__OBJECTIVE__.
Copy the items from the line containing "Where can you see the flower" through the end of the items, swapping "flower" for "blossom" and keeping everything else unchanged.

[Collected data entries]

----------------

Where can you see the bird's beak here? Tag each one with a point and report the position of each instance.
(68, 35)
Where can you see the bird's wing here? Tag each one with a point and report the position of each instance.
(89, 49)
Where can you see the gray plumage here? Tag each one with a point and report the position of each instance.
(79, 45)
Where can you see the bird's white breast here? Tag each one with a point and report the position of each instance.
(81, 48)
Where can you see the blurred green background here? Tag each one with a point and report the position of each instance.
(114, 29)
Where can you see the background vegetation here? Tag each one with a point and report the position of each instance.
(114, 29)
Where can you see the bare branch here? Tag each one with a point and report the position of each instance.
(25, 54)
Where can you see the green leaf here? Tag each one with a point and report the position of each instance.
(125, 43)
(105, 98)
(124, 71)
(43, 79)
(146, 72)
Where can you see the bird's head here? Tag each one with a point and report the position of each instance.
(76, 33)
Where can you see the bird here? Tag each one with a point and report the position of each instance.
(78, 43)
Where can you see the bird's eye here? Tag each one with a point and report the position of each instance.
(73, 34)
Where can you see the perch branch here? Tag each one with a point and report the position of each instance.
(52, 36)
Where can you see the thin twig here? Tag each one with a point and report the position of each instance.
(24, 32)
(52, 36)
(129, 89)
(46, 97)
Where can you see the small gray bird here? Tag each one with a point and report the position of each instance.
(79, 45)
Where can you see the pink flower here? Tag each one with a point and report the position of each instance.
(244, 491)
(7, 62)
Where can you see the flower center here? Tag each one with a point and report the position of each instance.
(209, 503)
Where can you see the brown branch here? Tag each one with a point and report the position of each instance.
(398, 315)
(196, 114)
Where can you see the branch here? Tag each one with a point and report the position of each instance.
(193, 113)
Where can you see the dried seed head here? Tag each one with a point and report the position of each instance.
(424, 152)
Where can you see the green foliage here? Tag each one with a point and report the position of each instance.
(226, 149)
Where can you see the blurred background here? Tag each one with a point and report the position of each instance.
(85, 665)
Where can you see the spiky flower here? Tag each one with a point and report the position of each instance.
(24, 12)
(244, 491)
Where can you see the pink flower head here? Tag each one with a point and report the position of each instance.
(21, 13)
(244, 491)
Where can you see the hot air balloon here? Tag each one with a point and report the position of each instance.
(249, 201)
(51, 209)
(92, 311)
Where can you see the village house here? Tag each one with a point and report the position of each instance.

----------------

__ANSWER TO THIS TASK__.
Where can you see the blossom center here? Tag each one with a point and report the position of each instance.
(209, 503)
Where can you see the brown branch here? Tag each one with a point and report the position of each instance.
(398, 315)
(196, 114)
Where can you see the branch here? Tag each one with a point and report the position of each instance.
(193, 113)
Where can you see the dried seed head here? Tag each one with a point and report the position of each instance.
(424, 152)
Where can you see the green foliage here? Tag each one with a point and report the position of each instance.
(226, 149)
Where can you see the blurred background here? Tag each one with a point and report the position of each instance.
(85, 665)
Where can you see the spiky blossom here? Tag each one with a point and report the position of each instance.
(24, 12)
(244, 491)
Where can you see the pink blossom head here? Tag each one with a point and report the position of each instance.
(21, 13)
(244, 491)
Where can you see the hot air balloon here? Tag each one with a point and report the position of each instance.
(249, 201)
(51, 209)
(92, 311)
Where can you see the village house here? Tag each one with a point and report the position of each instance.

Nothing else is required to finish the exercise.